Given request :: Rewrite the part that opens with the line containing "GET /detect?q=white water&fmt=prose_corners" and closes with the line containing "top-left (156, 188), bottom-right (237, 227)", changing "separate lines" to "distinct lines" and leaving everything else as it is.

[Image entries on named regions]
============
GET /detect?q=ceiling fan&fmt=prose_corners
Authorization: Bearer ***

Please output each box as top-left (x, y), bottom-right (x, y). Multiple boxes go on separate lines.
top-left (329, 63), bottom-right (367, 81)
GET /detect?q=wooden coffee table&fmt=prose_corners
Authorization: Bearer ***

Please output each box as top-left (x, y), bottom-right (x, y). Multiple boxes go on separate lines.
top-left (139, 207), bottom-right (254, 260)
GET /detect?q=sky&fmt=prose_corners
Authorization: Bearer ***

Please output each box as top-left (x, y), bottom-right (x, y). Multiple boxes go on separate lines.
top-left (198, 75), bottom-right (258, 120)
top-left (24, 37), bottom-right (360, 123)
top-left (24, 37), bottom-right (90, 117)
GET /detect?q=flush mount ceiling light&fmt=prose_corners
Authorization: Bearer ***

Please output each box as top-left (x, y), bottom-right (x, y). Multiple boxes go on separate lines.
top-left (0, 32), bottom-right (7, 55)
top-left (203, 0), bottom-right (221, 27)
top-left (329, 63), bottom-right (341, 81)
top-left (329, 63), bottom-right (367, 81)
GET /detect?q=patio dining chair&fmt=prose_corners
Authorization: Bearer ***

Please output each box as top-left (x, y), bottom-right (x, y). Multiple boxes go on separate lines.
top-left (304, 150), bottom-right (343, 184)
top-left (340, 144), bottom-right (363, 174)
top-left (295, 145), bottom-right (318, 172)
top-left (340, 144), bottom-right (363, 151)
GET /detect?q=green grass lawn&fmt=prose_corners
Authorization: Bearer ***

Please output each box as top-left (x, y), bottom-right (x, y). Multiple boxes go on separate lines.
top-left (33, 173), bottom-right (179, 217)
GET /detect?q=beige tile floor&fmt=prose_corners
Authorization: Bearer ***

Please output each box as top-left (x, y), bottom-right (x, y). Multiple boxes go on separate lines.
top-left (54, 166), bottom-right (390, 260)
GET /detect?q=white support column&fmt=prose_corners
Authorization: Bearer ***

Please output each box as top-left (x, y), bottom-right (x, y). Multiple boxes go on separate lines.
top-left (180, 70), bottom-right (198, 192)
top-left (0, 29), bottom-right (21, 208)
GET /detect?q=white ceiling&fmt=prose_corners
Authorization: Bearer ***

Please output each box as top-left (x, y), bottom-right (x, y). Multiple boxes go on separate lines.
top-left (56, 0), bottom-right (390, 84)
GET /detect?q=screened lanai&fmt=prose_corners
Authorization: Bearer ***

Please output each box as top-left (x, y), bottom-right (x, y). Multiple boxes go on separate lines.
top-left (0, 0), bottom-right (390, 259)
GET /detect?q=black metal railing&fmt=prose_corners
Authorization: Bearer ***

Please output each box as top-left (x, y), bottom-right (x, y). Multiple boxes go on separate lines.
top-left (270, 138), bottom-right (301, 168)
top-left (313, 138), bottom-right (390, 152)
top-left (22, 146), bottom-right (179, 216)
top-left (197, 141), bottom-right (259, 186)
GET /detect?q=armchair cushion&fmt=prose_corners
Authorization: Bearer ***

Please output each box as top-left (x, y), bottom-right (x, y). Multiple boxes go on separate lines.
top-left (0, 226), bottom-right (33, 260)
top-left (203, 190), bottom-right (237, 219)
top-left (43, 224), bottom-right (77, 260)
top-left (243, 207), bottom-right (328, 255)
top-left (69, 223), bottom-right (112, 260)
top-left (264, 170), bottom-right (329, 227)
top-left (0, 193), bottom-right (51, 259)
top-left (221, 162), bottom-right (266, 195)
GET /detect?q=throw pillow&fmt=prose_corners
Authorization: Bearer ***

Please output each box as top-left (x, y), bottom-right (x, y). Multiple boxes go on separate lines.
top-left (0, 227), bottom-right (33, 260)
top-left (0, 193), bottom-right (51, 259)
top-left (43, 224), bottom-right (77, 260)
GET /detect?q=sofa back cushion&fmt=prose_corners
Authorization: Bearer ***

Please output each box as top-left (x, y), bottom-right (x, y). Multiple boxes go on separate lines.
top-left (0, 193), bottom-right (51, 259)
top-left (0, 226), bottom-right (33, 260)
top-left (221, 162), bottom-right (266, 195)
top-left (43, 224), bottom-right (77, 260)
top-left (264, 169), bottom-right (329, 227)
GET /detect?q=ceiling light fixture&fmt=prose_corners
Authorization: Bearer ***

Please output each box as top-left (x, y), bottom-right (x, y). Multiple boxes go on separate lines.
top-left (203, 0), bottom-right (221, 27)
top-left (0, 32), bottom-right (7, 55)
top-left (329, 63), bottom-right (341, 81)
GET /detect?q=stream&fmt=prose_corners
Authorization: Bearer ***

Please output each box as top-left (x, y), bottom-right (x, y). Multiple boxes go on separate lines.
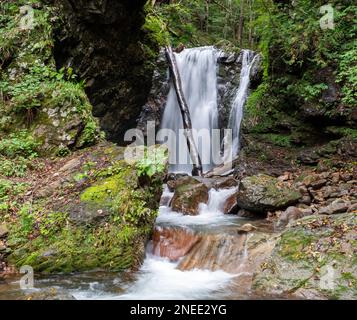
top-left (0, 185), bottom-right (280, 300)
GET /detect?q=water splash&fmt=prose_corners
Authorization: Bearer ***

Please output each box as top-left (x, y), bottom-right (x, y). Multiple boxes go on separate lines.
top-left (225, 50), bottom-right (258, 158)
top-left (159, 47), bottom-right (219, 173)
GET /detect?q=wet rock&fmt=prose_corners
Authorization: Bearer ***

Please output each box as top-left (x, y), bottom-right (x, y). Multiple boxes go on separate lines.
top-left (171, 177), bottom-right (208, 215)
top-left (237, 223), bottom-right (257, 234)
top-left (223, 193), bottom-right (239, 214)
top-left (253, 213), bottom-right (357, 300)
top-left (278, 207), bottom-right (312, 227)
top-left (0, 224), bottom-right (9, 238)
top-left (311, 179), bottom-right (327, 189)
top-left (178, 233), bottom-right (275, 276)
top-left (59, 158), bottom-right (81, 173)
top-left (214, 177), bottom-right (238, 190)
top-left (300, 195), bottom-right (312, 204)
top-left (297, 150), bottom-right (320, 165)
top-left (331, 172), bottom-right (341, 184)
top-left (238, 209), bottom-right (257, 219)
top-left (152, 228), bottom-right (201, 261)
top-left (347, 203), bottom-right (357, 213)
top-left (0, 240), bottom-right (7, 252)
top-left (319, 199), bottom-right (351, 215)
top-left (237, 174), bottom-right (301, 213)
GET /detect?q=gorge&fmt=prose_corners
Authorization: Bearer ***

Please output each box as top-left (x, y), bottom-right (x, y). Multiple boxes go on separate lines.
top-left (0, 0), bottom-right (357, 300)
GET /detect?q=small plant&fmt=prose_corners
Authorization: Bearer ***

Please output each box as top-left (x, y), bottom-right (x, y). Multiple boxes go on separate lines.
top-left (0, 131), bottom-right (39, 159)
top-left (136, 146), bottom-right (167, 177)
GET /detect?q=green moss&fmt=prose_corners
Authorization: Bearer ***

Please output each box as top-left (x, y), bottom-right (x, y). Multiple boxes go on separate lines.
top-left (4, 152), bottom-right (162, 273)
top-left (0, 1), bottom-right (99, 153)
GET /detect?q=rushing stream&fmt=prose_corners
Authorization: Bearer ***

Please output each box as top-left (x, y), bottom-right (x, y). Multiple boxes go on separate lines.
top-left (0, 188), bottom-right (276, 300)
top-left (0, 47), bottom-right (270, 299)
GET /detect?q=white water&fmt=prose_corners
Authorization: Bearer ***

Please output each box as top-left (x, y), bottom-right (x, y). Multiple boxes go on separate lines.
top-left (225, 50), bottom-right (257, 157)
top-left (71, 188), bottom-right (239, 300)
top-left (159, 47), bottom-right (219, 173)
top-left (156, 188), bottom-right (237, 227)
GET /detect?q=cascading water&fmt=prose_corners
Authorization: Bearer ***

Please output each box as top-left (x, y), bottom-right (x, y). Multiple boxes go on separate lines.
top-left (225, 50), bottom-right (257, 157)
top-left (161, 47), bottom-right (218, 173)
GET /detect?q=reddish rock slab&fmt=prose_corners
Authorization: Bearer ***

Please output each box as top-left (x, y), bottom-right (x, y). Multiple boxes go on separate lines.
top-left (152, 228), bottom-right (201, 261)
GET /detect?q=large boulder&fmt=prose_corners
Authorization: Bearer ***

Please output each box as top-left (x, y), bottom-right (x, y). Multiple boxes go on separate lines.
top-left (237, 174), bottom-right (301, 213)
top-left (253, 213), bottom-right (357, 299)
top-left (48, 0), bottom-right (159, 142)
top-left (171, 177), bottom-right (208, 215)
top-left (4, 143), bottom-right (166, 273)
top-left (152, 228), bottom-right (201, 261)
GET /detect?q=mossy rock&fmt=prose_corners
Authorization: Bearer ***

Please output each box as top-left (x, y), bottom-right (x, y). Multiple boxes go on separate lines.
top-left (237, 174), bottom-right (301, 213)
top-left (7, 144), bottom-right (165, 273)
top-left (253, 213), bottom-right (357, 299)
top-left (0, 1), bottom-right (100, 154)
top-left (171, 177), bottom-right (208, 215)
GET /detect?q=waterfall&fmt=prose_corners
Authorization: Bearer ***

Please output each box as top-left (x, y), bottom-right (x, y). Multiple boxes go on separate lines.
top-left (159, 47), bottom-right (219, 173)
top-left (225, 50), bottom-right (257, 157)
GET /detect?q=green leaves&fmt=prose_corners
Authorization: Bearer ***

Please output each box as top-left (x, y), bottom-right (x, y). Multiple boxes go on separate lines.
top-left (136, 146), bottom-right (167, 178)
top-left (0, 131), bottom-right (39, 159)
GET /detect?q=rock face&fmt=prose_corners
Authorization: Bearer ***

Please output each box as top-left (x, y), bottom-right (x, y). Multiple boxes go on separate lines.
top-left (223, 193), bottom-right (239, 214)
top-left (5, 143), bottom-right (165, 273)
top-left (49, 0), bottom-right (158, 141)
top-left (278, 207), bottom-right (305, 227)
top-left (253, 213), bottom-right (357, 299)
top-left (319, 199), bottom-right (351, 215)
top-left (237, 174), bottom-right (301, 213)
top-left (171, 177), bottom-right (208, 215)
top-left (137, 50), bottom-right (262, 133)
top-left (152, 228), bottom-right (201, 261)
top-left (0, 1), bottom-right (99, 154)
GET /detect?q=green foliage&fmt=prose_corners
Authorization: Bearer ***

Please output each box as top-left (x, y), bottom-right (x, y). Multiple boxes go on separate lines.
top-left (0, 0), bottom-right (99, 154)
top-left (262, 133), bottom-right (291, 147)
top-left (143, 10), bottom-right (169, 46)
top-left (0, 131), bottom-right (39, 159)
top-left (337, 47), bottom-right (357, 106)
top-left (136, 147), bottom-right (167, 177)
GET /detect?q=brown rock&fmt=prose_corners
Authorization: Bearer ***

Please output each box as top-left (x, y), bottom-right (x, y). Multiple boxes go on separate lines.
top-left (347, 203), bottom-right (357, 212)
top-left (331, 172), bottom-right (340, 184)
top-left (223, 193), bottom-right (239, 214)
top-left (319, 199), bottom-right (351, 215)
top-left (237, 223), bottom-right (257, 233)
top-left (278, 207), bottom-right (304, 226)
top-left (311, 179), bottom-right (327, 190)
top-left (214, 177), bottom-right (238, 190)
top-left (0, 224), bottom-right (9, 238)
top-left (171, 177), bottom-right (208, 215)
top-left (153, 228), bottom-right (201, 261)
top-left (238, 209), bottom-right (257, 219)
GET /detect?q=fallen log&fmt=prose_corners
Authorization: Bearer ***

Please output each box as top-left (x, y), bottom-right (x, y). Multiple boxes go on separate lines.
top-left (165, 46), bottom-right (203, 176)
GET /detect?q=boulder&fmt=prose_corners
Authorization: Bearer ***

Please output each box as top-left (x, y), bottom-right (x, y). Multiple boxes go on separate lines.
top-left (152, 228), bottom-right (201, 261)
top-left (319, 199), bottom-right (351, 215)
top-left (237, 174), bottom-right (301, 213)
top-left (237, 223), bottom-right (257, 233)
top-left (223, 193), bottom-right (239, 214)
top-left (253, 213), bottom-right (357, 300)
top-left (278, 207), bottom-right (312, 227)
top-left (0, 224), bottom-right (9, 238)
top-left (238, 209), bottom-right (257, 219)
top-left (214, 177), bottom-right (238, 190)
top-left (171, 177), bottom-right (208, 215)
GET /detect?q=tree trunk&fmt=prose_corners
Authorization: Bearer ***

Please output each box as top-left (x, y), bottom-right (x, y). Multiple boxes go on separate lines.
top-left (165, 46), bottom-right (203, 176)
top-left (238, 0), bottom-right (244, 48)
top-left (249, 0), bottom-right (254, 49)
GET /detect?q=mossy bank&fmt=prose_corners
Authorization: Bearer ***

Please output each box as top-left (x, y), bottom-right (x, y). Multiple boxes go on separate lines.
top-left (0, 143), bottom-right (166, 273)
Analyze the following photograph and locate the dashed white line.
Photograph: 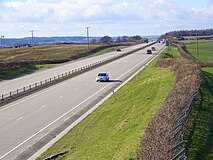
============
Exercise answer ::
GET /detect?q=white water&fmt=prose_corners
Authorization: Bearer ***

Please output each box as top-left (x, y), bottom-right (x, y). Multiple boxes go on distinct lines.
top-left (225, 50), bottom-right (257, 157)
top-left (71, 188), bottom-right (239, 300)
top-left (159, 47), bottom-right (219, 173)
top-left (156, 188), bottom-right (237, 227)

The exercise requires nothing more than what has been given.